• _TAREFA 1_
Por favor, liste todos os nomes próprios de pessoas, lugares e instituições que aparecem no excerto sobre a ciclovia da Almirante Reis.

Carta aberta: Almirante Reis, uma linha verde
Subscrevemos a abertura de um processo participativo que permita uma reflexão sistémica sobre Almirante Reis, um dos eixos mais importantes de Lisboa.
Exmo. Sr. Presidente eleito da Câmara Municipal de Lisboa,
Caro Carlos Moedas,
A ciclovia entrou subitamente no eixo da Almirante Reis no Verão de 2020 sem ter existido uma discussão técnica fundamentada nem nunca se ter envolvido a população nas tomadas de decisão.
Retirar a ciclovia do mesmo modo, sem fundamentação técnica nem envolvimento cidadão, seria repetir o erro.
Porque não faz sentido tomar essa medida antes da avaliação da rede de ciclovias pelo LNEC, como se comprometeu, ou por uma outra entidade independente. Seria amputar a própria avaliação.

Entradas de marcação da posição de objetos

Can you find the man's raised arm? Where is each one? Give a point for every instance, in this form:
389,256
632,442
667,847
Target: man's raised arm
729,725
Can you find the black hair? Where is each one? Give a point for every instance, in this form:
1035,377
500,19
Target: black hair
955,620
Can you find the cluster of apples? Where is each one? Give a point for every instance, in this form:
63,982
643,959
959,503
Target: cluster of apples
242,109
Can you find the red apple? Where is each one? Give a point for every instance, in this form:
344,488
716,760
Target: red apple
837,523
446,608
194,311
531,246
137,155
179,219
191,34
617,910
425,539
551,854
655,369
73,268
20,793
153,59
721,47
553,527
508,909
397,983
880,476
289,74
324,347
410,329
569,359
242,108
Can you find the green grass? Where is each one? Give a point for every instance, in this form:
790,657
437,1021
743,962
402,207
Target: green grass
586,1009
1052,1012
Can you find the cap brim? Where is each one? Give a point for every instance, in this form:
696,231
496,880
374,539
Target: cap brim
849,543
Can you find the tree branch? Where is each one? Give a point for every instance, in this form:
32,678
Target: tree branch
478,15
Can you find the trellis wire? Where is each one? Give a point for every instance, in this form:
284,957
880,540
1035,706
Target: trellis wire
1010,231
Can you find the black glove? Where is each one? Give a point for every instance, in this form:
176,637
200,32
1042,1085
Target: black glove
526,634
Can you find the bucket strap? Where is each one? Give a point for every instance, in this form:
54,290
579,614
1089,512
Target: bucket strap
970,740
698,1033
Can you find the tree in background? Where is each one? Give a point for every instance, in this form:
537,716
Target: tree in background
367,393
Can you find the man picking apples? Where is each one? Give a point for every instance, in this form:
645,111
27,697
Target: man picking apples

• _TAREFA 2_
Troque "glove" por "mitten" nas linhas do material fornecido, começando na linha que contém "Can you find the black glove?" e terminando no fim do material. Reproduza só esse trecho, com tudo o resto inalterado.

• _RESOLUÇÃO DA TAREFA 1_
- Almirante Reis
- Lisboa
- Câmara Municipal de Lisboa
- Carlos Moedas
- LNEC

• _RESOLUÇÃO DA TAREFA 2_
Can you find the black mitten? Where is each one? Give a point for every instance, in this form:
176,637
200,32
1042,1085
Target: black mitten
526,634
Can you find the bucket strap? Where is each one? Give a point for every instance, in this form:
54,290
579,614
1089,512
Target: bucket strap
970,740
698,1033
Can you find the tree in background? Where is each one? Give a point for every instance, in this form:
537,716
Target: tree in background
367,393
Can you find the man picking apples? Where is each one? Give a point for every instance, in this form:
645,111
27,697
Target: man picking apples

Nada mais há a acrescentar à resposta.